■ Passage given:
Sunday, March 20, 2011

BATTLE: LOS ANGELES: A War on the Nervous System

The act of watching BATTLE: LOS ANGELES is a nauseating experience. At times, it is aggressively nauseating. According to Director Jonathan Liebesman’s BIO, he studied filmmaking at NYU and the AFDA, but minutes into the film, it becomes abundantly clear that he must have graduated with honors from the School of ADHD. Hyperactive, with the inability to focus and like the neurobehavioral developmental disorder of the same name, it is a chronic disturbance that impairs the film and seems likely an irreversible trend to continue in contemporary filmmaking (as it does in reality TV programming). Lukas Ettlin’s camera-in-a-blender cinematography lacks a purpose and seems like it is constantly trying to find something on which to focus - - and I DARE him or the filmmakers to publically produce a working shot list.

Coupled with the advent of the Avid and other non-linear digital-editing technologies, B-roll and camera coverage has put a strangle-hold on the one-take style of filmmaking that easily translates to a filmmaker having no faith in his or her material. It seems ironic that Ettlin, a native of Switzerland that has a world-renowned position on neutrality, was chosen to lens such a film about extraterrestrial beings obliterating the major cities of Earth in order to harvest its water supply. This irresolute shooting style even continues in the newsreel footage that the characters watch on their respective television sets which include quick zooms and pans amid incomprehensible close-up shots and never for once seems to utilize one of the most sacred devices in a DP’s toolkit: a tripod. In the filmmakers’ defense, all of the Tripods were decimated in Steven Spielberg’s WAR OF THE WORLDS. The film’s ‘You Are There’ experience in which it pits you seems as if it’s nothing more than a recruitment video for the United States Marine Corps, which like Paul Verhoeven’s STARSHIP TROOPERS, is a sci-fi film of war with deceptive overtones of propaganda. 116 minutes later, the only place in which I wanted to enlist was my local drugstore for a Tylenol. Thankfully, however, my immunity for such cinematic trivialities is as impenetrable as a bulletproof vest.

Collection entries:
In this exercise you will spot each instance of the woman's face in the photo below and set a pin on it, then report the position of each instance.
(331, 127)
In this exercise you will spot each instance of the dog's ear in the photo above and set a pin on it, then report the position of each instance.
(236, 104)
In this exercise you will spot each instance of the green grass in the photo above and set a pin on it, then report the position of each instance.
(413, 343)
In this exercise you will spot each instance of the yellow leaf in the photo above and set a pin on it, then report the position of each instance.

■ Task directions:
Set down the entire film review again, word for word. These lines were taken from a separate source.

■ Answer to this task:
Sunday, March 20, 2011

BATTLE: LOS ANGELES: A War on the Nervous System

The act of watching BATTLE: LOS ANGELES is a nauseating experience. At times, it is aggressively nauseating. According to Director Jonathan Liebesman’s BIO, he studied filmmaking at NYU and the AFDA, but minutes into the film, it becomes abundantly clear that he must have graduated with honors from the School of ADHD. Hyperactive, with the inability to focus and like the neurobehavioral developmental disorder of the same name, it is a chronic disturbance that impairs the film and seems likely an irreversible trend to continue in contemporary filmmaking (as it does in reality TV programming). Lukas Ettlin’s camera-in-a-blender cinematography lacks a purpose and seems like it is constantly trying to find something on which to focus - - and I DARE him or the filmmakers to publically produce a working shot list.

Coupled with the advent of the Avid and other non-linear digital-editing technologies, B-roll and camera coverage has put a strangle-hold on the one-take style of filmmaking that easily translates to a filmmaker having no faith in his or her material. It seems ironic that Ettlin, a native of Switzerland that has a world-renowned position on neutrality, was chosen to lens such a film about extraterrestrial beings obliterating the major cities of Earth in order to harvest its water supply. This irresolute shooting style even continues in the newsreel footage that the characters watch on their respective television sets which include quick zooms and pans amid incomprehensible close-up shots and never for once seems to utilize one of the most sacred devices in a DP’s toolkit: a tripod. In the filmmakers’ defense, all of the Tripods were decimated in Steven Spielberg’s WAR OF THE WORLDS. The film’s ‘You Are There’ experience in which it pits you seems as if it’s nothing more than a recruitment video for the United States Marine Corps, which like Paul Verhoeven’s STARSHIP TROOPERS, is a sci-fi film of war with deceptive overtones of propaganda. 116 minutes later, the only place in which I wanted to enlist was my local drugstore for a Tylenol. Thankfully, however, my immunity for such cinematic trivialities is as impenetrable as a bulletproof vest.